**CONSIGNES:**
#1 Actualisez l'extrait sur la photographie ouvrière : recopiez tout ce qui va de « Cependant, les récentes » jusqu'à « dans toute l’Europe. », en remplaçant « subalternes » par « marginales ».
#2 Traduisez en anglais la phrase suivante de l'extrait sur la photographie ouvrière : « Le projet crée une situation par laquelle l’espace d’exposition devient espace pédagogique plutôt que contemplatif. »

Lars Willumeit pour Marc Roig Blesa

Depuis ses débuts, la photographie a non seulement été utilisée dans l’art et les sciences, mais elle s’est aussi retrouvée impliquée dans les luttes sociales et politiques, afin de rendre compte des circonstances et des événements historiques. Cette photographie d’inclination humaniste s’appuyait souvent sur un élan de réforme sociale « par le haut », à travers des acteurs privilégiés comme le photographe Lewis Hine, plutôt que sur la résistance et la révolte «par le bas».

Cependant, les récentes recherches sur les mouvements de photographie ouvrière – un chapitre jusqu’alors occulté dans l’histoire de la photographie – ont clairement montré qu’au début du vingtième siècle, des pratiques photographiques subalternes et alternatives étaient répandues dans toute l’Europe.

Le thème de la photographie en lien avec le travail et les enjeux de visibilité / invisibilité, et la recherche de formes contemporaines d’activisme visuel dans l’époque post-fordiste, sont au centre de la démarche de Werker Magazine, un collectif artistique composé de Marc Roig Blesa et Rogier Delfos («Werker» signifie «travailleur» en néerlandais).

Leur pratique radicale de la photographie, qui se fonde sur l’auto-représentation, l’auto-édition et la critique des images, est inspirée – bien que sans nostalgie aucune – des mouvements internationaux de photographie ouvrière des années 1920 et 1930. Werker Magazine développe et explore des stratégies d’interaction et de collaboration qui rendent possible et renforcent des pratiques collectives d’auto-représentation dans différents contextes géographiques (des ateliers sont en cours de préparation en Espagne, en France et au Maroc), réseaux institutionnels et couches sociales.

Le projet Werker 10 – Community Darkroom, adapté à chaque fois en fonction de la langue locale et du contexte historique, s’articule en trois parties : 1.) Cours de photographie en 10 minutes, 2.) Bibliothèque, 3.) Le regard du travailleur.

Le projet crée une situation par laquelle l’espace d’exposition devient espace pédagogique plutôt que contemplatif. Ici se crée une forme de constellation collaborative dans laquelle le spectateur, autrefois passif au sein de l’espace blanc et cubique de la galerie, assume désormais un rôle actif, non seulement dans le processus de production d’images, mais aussi dans le traitement et la critique des images comme forme d’apprentissage collectif. En l’occurrence, le principe directeur de l’atelier est le «Worker’s clock» – la pointeuse qui rythme le temps du travail –, dans le sens où la notion de timing sert d’outil de réflexion pour le processus collectif de traitement et d’agencement des photo.

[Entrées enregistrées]
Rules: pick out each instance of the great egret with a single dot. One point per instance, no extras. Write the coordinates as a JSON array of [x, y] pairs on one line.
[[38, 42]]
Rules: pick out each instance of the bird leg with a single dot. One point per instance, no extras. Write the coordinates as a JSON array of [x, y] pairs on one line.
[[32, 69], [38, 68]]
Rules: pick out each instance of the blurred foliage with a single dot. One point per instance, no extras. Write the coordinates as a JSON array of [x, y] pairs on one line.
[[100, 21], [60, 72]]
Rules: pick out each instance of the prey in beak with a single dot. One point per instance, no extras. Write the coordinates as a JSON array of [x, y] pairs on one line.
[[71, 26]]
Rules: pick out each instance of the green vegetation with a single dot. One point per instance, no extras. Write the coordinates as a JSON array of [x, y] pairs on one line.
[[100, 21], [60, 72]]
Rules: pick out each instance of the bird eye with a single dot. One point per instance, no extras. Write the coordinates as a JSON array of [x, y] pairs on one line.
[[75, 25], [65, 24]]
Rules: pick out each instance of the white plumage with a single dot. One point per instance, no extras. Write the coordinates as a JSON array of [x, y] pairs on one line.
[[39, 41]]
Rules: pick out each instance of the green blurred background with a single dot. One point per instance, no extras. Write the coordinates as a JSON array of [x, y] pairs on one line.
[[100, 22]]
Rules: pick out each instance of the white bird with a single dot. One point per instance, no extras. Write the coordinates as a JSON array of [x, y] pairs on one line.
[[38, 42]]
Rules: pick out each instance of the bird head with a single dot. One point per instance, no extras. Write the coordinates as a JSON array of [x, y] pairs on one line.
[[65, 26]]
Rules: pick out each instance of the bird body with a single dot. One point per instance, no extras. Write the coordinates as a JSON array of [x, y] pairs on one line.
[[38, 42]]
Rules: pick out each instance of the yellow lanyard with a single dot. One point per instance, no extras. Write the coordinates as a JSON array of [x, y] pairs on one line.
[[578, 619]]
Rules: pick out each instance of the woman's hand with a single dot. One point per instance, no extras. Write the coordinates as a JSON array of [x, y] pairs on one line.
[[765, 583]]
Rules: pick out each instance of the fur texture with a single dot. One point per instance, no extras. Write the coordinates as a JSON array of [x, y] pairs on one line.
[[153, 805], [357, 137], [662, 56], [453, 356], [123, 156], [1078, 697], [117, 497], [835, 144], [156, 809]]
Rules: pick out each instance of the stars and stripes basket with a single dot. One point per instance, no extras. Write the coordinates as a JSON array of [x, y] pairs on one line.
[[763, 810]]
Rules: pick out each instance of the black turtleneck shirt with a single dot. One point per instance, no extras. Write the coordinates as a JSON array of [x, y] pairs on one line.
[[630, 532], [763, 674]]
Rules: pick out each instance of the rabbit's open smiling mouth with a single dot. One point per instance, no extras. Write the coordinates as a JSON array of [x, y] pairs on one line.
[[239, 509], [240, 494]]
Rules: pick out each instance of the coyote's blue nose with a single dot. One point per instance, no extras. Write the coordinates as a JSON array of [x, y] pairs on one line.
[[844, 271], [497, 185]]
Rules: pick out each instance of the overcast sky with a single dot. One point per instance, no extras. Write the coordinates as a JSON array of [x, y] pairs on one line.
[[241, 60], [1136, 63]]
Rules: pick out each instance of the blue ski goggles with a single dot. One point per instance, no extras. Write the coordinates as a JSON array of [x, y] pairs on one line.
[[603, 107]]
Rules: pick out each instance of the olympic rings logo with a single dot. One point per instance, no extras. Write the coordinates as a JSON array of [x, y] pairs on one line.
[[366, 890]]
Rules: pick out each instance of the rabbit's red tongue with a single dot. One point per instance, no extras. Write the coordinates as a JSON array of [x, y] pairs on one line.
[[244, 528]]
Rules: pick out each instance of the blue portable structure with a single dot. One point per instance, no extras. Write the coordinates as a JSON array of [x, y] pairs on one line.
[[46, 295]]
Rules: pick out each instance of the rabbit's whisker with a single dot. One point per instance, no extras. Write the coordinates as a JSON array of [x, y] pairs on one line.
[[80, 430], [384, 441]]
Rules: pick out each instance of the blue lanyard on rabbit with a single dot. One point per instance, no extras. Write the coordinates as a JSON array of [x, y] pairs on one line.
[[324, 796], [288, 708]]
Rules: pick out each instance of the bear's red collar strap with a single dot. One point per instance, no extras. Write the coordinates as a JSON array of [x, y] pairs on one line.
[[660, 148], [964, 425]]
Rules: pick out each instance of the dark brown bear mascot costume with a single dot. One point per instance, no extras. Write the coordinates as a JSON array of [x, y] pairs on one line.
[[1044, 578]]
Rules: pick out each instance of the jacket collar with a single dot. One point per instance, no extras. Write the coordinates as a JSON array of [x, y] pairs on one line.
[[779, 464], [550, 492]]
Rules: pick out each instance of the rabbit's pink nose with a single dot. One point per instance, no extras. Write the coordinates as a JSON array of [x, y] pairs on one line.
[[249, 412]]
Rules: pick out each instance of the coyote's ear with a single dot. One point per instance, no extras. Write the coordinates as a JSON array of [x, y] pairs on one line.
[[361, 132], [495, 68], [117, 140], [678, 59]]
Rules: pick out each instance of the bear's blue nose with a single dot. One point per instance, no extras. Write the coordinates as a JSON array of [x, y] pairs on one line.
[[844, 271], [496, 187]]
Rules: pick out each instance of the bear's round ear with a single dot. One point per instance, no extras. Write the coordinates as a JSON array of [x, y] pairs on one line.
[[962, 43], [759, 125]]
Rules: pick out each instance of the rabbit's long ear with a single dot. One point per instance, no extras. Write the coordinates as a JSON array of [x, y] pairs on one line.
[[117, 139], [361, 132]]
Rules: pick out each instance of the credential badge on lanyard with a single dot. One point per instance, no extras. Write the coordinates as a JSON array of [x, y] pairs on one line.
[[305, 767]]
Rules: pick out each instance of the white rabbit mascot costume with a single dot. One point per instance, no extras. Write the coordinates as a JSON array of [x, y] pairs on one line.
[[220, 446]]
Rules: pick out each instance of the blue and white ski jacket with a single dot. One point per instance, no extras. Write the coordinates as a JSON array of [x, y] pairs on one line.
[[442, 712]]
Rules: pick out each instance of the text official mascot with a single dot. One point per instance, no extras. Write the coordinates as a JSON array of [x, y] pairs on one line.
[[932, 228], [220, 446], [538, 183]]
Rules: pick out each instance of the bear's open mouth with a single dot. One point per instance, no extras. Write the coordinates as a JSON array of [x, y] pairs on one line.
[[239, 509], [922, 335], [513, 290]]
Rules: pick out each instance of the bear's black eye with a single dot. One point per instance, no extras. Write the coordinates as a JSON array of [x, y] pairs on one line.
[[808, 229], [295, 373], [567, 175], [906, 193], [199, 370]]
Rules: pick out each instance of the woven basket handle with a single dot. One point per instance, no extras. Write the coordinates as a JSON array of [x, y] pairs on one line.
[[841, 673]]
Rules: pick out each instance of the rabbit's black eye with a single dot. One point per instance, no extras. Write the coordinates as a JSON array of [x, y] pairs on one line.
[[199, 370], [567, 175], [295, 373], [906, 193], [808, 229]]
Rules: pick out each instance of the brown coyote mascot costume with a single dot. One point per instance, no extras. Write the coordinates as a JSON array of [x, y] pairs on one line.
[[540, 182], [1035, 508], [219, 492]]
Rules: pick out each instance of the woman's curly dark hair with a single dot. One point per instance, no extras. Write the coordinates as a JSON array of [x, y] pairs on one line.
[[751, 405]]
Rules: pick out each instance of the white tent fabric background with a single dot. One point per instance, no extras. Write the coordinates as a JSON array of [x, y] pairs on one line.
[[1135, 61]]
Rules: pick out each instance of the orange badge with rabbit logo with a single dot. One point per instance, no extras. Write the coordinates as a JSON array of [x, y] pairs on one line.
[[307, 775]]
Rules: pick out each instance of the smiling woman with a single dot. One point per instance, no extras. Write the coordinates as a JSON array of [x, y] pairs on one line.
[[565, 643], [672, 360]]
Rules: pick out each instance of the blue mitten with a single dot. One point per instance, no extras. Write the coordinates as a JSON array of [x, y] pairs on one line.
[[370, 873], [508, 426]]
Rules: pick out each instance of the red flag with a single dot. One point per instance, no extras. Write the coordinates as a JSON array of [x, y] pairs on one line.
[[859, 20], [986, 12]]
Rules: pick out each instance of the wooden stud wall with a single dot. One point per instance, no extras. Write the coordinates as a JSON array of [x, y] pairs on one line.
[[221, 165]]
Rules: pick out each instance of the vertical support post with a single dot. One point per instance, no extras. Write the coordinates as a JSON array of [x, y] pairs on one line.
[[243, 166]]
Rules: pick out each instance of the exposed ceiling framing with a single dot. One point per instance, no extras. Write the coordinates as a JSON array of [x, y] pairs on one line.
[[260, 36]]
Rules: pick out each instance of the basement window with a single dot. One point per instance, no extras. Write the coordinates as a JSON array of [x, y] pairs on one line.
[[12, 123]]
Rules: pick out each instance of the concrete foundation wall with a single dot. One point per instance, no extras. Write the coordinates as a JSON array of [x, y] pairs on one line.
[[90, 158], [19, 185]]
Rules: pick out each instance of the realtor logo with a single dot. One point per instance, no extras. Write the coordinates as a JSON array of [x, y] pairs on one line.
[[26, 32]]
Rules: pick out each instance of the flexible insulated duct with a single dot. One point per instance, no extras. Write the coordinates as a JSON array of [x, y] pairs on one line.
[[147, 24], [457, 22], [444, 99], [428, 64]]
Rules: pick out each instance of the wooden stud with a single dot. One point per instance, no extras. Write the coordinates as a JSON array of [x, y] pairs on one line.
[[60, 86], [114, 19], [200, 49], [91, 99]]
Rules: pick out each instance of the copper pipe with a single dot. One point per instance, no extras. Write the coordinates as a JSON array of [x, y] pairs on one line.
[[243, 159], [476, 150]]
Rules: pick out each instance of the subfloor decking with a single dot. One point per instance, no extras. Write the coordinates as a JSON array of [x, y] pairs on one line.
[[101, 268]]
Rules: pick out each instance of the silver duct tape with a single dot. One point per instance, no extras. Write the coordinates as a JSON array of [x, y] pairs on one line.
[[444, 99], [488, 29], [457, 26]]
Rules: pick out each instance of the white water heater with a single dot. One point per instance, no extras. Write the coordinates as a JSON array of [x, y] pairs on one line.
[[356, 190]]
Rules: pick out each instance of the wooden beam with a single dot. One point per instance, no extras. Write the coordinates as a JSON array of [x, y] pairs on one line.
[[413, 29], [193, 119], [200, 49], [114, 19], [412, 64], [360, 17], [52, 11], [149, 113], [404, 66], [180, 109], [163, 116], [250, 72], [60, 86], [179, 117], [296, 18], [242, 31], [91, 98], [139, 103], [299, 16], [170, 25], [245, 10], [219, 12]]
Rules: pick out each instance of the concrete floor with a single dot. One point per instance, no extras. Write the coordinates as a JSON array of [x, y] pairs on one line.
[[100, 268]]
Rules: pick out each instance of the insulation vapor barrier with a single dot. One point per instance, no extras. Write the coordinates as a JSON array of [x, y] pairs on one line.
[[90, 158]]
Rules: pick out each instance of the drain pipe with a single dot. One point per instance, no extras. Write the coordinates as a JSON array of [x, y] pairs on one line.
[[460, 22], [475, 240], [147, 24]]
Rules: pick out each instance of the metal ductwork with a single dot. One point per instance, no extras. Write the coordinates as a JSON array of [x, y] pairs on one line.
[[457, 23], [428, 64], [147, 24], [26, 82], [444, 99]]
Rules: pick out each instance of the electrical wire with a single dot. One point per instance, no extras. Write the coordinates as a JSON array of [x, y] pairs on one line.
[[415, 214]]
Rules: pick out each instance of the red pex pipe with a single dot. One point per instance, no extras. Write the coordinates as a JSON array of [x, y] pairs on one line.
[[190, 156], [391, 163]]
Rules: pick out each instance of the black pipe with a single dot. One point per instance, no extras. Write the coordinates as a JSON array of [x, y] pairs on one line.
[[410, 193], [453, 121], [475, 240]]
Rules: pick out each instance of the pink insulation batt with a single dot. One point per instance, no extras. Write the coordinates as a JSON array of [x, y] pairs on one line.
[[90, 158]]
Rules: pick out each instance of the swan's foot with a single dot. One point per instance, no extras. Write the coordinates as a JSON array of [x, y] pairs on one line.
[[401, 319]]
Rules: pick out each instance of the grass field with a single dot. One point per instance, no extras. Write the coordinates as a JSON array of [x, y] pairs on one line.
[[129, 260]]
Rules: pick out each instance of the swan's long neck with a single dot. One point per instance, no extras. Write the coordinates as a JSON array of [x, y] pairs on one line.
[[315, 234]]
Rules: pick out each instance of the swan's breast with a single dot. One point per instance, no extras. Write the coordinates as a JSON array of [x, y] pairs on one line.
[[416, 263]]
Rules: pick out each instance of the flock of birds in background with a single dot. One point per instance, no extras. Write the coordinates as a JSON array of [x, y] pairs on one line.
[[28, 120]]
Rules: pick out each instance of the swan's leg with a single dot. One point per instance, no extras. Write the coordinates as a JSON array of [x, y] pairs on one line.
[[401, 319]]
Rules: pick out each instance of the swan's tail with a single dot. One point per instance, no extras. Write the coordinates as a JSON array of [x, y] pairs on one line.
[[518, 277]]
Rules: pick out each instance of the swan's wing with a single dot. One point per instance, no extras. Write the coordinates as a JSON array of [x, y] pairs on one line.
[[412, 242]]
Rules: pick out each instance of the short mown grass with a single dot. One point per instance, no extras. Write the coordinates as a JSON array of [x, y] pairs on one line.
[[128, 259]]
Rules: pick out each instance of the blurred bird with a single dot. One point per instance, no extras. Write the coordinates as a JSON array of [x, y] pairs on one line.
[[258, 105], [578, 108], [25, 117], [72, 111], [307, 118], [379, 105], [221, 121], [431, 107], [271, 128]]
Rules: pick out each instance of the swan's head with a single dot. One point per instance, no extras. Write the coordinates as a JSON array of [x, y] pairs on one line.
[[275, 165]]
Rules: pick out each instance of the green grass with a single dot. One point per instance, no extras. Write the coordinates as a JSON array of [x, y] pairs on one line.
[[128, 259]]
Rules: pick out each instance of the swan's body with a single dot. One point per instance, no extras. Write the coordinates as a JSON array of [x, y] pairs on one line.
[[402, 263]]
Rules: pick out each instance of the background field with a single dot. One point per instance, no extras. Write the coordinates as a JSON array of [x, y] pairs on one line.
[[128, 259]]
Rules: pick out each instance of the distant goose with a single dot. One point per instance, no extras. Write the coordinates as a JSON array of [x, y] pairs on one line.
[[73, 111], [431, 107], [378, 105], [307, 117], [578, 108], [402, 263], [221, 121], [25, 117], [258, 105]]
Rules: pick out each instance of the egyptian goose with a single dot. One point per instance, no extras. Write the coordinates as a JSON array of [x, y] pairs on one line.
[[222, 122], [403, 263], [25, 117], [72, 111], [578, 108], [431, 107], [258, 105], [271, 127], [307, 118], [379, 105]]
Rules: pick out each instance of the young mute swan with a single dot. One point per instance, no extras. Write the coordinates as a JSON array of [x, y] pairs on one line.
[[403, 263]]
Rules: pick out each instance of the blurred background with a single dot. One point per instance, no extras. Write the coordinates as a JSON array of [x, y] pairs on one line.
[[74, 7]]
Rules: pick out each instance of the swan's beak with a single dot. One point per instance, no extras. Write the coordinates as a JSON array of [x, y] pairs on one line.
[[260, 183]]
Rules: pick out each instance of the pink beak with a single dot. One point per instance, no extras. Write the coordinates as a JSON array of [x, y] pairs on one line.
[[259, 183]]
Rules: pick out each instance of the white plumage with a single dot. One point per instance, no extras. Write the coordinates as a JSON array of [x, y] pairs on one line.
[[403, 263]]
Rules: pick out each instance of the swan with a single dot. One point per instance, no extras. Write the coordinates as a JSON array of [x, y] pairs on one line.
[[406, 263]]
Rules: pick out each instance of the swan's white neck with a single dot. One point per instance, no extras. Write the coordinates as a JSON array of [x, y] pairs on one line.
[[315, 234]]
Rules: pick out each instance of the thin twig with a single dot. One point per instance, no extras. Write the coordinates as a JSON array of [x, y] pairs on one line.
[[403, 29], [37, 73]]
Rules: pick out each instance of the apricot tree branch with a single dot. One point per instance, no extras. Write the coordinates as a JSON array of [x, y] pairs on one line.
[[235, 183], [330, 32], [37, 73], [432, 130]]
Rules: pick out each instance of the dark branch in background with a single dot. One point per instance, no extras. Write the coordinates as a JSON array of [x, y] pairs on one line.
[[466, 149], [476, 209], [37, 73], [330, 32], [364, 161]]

**RÉSULTATS:**
#1
Cependant, les récentes recherches sur les mouvements de photographie ouvrière – un chapitre jusqu’alors occulté dans l’histoire de la photographie – ont clairement montré qu’au début du vingtième siècle, des pratiques photographiques marginales et alternatives étaient répandues dans toute l’Europe.

#2 The project creates a situation in which the exhibition space becomes a teaching space rather than a contemplative one.